▸ ARBEITSAUFTRÄGE
(a) Auf welche Uhrzeit stellte Jörg Hildebrandt laut dem Text über die Turmuhr der Versöhnungskirche die Zeiger?
(b) Schreibe den Text über die Turmuhr der Versöhnungskirche im Anschluss an seinen letzten Satz weiter.

▸ ZU LESENDER AUSZUG
● ● ● ● ●

DDR-Vopos holten am 26. Oktober 1961 den „aufmüpfigen Pfarrerssohn vom Turm“, wie es im Polizeibericht von damals heißt. Gemeint ist Jörg Hildebrandt, der während der Räumungsaktion noch schnell auf den Kirchturm kletterte und die riesigen Zeiger als Zeichen des Protestes auf fünf vor zwölf stellte. Die Versöhnungskirche stand, wie seine Wohnung in der Bernauer Straße 4, mit der Grenzschließung am 13. August 1961 mitten im Mauerstreifen. Die Bewohner wurden zwangsumgesiedelt, die Häuser abgerissen. Der Journalist Jörg Hildebrandt, Ehemann der 2001 verstorbenen Brandenburger Sozialministerin Regine Hildebrandt, hatte sich als Uhrenwart ein paar Ostmark dazu verdient. Er hat für die Spendenaktion die Minuten von 11.55 bis 12 Uhr erworben. Seine Zeit.

Die Versöhnungsgemeinde will die symbolträchtige Uhr restaurieren. Die 30.000 Euro dafür sollen über die Spendenaktion „Gönn Dir eine Minute“ zusammenkommen. „Dadurch wird es ein gemeinsames Projekt vieler“, sagt Pfarrer Thomas Jeutner, der die Idee zur Turmuhrrestaurierung hatte. Jeder kann für 45 Euro eine Minute erwerben und bekommt dafür eine Urkunde.

● ● ● ● ●

(Zeilen aus einem Datensatz)

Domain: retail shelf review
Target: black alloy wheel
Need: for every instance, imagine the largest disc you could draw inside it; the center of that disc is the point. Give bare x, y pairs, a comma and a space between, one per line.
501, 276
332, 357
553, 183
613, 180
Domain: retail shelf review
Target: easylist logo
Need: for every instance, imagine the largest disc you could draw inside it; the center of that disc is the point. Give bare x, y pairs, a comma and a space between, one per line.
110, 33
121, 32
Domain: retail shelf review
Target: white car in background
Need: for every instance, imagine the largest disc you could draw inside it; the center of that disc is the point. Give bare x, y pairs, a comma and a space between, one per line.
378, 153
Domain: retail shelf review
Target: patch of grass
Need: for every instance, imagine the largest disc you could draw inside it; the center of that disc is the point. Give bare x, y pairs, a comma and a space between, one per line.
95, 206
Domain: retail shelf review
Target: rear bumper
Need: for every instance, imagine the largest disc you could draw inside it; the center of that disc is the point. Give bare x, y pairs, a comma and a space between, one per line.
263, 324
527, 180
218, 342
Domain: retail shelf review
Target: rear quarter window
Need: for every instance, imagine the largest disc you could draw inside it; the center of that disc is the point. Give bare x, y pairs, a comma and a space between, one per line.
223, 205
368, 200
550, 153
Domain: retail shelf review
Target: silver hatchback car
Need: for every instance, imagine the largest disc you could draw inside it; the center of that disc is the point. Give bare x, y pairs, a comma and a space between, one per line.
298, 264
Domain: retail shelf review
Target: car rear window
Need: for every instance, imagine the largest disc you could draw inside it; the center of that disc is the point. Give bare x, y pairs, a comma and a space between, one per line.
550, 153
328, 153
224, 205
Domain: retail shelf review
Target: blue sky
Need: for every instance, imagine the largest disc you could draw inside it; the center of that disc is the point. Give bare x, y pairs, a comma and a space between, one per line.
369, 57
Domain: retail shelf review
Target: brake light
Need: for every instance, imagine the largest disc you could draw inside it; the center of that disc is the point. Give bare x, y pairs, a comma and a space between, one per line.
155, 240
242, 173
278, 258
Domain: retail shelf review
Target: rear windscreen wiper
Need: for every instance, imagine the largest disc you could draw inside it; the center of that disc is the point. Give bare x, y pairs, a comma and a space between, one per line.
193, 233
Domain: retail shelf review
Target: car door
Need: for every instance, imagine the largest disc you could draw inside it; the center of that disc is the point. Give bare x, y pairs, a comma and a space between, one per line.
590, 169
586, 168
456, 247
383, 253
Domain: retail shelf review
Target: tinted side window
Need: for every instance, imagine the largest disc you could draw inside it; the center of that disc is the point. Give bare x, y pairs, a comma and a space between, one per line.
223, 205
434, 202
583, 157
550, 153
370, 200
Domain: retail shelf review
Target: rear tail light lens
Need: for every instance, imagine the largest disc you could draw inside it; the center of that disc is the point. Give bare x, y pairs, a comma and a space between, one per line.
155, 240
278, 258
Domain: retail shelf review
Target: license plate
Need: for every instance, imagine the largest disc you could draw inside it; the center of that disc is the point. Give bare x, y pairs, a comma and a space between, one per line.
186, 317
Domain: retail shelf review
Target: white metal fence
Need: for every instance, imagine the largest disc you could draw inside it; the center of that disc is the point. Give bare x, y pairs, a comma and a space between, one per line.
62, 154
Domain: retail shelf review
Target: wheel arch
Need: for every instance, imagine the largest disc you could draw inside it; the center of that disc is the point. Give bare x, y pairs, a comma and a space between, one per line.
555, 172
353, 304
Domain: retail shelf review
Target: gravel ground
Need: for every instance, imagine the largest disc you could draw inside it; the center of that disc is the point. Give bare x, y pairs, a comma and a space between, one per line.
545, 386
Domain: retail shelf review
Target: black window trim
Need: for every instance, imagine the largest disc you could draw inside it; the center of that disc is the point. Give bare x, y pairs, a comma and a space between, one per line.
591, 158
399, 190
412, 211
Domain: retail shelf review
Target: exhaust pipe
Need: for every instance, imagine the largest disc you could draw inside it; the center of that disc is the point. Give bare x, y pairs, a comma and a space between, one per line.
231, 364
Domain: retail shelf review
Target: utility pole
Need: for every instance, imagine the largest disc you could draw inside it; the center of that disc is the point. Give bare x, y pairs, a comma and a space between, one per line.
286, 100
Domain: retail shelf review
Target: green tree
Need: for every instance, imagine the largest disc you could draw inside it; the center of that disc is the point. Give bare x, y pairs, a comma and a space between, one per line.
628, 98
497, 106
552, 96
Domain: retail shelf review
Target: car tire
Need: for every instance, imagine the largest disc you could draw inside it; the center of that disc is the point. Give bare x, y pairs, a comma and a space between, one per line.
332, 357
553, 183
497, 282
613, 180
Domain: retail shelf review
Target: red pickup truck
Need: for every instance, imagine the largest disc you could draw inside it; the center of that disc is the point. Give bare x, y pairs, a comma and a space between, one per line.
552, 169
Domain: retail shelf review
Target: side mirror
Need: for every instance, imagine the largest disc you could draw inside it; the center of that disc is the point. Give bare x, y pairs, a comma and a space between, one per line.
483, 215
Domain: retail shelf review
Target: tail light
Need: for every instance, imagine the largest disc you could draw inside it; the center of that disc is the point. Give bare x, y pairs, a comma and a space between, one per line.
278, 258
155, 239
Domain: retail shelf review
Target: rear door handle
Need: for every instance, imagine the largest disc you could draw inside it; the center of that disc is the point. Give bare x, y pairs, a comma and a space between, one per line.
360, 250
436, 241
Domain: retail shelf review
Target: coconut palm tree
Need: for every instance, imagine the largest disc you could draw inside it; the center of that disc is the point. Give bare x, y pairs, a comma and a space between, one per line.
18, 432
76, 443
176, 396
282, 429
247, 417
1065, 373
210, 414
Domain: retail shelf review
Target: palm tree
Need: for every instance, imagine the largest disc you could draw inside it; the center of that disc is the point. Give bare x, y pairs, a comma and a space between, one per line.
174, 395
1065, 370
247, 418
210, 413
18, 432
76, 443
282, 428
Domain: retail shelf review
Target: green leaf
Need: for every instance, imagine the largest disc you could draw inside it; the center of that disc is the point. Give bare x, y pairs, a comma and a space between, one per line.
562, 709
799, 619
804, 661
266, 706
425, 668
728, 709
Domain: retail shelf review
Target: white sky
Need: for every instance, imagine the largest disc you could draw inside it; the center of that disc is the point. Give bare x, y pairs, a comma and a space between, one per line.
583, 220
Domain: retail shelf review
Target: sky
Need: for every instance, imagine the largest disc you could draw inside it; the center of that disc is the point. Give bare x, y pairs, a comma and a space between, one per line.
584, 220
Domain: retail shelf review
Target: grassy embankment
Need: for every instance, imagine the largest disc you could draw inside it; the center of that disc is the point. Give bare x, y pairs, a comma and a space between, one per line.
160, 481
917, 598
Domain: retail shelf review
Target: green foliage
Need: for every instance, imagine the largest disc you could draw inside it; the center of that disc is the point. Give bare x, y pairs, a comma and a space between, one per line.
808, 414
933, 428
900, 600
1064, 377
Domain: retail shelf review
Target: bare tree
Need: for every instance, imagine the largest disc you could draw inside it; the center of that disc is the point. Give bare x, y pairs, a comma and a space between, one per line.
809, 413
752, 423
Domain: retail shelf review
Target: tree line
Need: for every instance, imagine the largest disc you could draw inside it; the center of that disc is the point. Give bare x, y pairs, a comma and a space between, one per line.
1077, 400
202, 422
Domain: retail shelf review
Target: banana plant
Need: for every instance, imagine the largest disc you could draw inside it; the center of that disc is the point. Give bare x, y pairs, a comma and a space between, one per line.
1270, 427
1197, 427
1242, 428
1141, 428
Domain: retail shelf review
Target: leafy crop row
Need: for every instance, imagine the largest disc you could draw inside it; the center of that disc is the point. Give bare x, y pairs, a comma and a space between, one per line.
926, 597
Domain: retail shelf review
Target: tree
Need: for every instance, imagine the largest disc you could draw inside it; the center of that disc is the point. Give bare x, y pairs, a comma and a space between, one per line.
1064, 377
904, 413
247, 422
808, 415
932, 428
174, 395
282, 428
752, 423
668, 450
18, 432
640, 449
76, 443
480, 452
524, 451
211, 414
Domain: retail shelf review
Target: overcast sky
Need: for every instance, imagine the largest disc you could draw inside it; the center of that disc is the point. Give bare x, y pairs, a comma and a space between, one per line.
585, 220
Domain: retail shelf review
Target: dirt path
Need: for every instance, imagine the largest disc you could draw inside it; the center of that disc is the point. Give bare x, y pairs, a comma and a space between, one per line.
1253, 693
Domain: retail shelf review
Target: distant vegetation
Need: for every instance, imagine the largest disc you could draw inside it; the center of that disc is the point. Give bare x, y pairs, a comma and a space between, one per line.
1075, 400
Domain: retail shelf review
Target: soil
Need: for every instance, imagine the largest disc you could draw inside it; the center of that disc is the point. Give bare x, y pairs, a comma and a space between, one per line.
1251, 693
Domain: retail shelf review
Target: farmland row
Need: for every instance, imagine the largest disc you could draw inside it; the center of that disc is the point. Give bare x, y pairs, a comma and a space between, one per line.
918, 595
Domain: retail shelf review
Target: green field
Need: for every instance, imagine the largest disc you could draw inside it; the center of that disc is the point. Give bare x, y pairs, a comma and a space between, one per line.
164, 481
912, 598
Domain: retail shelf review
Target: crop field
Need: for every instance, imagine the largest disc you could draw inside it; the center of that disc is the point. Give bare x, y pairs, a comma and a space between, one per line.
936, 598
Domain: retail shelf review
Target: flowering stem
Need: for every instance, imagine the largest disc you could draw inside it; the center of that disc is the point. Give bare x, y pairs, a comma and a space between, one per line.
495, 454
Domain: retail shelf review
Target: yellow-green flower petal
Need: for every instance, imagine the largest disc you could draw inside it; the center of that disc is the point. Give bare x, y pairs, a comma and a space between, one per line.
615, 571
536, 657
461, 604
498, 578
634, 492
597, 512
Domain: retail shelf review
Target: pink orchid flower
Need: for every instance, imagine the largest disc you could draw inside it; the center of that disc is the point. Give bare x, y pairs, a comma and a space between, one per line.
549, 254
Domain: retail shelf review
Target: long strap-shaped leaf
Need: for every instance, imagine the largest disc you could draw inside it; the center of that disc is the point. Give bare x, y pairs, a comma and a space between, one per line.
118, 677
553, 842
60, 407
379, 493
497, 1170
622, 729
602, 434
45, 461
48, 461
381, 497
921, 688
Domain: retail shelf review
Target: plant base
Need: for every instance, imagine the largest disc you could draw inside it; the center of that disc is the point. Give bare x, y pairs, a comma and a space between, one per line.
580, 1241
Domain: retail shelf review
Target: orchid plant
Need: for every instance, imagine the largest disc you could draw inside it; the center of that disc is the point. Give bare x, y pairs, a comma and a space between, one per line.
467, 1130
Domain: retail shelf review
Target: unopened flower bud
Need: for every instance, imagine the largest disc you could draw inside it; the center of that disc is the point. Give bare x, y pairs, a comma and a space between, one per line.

● ● ● ● ●

▸ ANTWORTEN JE AUFGABE
(a) Auf fünf vor zwölf.

(b)
Die Versöhnungskirche ist Symbol der brutalen Teilung, die auch die Gemeinde von jetzt auf gleich auseinander riss. Das Gotteshaus stand über zwei Jahrzehnte gespenstisch leer im Todesstreifen an der Bernauer Straße. Grenzsoldaten hielten vom Turm Ausschau. 1985 ließen die DDR-Oberen die 1894 errichtete Versöhnungskirche sprengen. Die Turmuhr und das Uhrwerk wurden vorher ausgebaut.

Das 200 Kilogramm schwere Uhrwerk wurde anfangs in der Sophienkirche gelagert. Als vor fünf Jahren die Mauergedenkstätte in der Bernauer Straße 111 saniert wurde, sollte Thomas Jeutner den Keller des einstigen Gemeindehauses leer räumen. Dabei fand er jede Menge Stangen, Zahnräder und Ketten – Teile der originalen Turmuhr. Das Zeug wurde in der Scheune eines Bauern in Lindenberg eingelagert. Als der es wieder loswerden wollte, kam Jeutner die Idee, das Uhrwerk zu restaurieren und die Uhr wieder zum Laufen zu bringen.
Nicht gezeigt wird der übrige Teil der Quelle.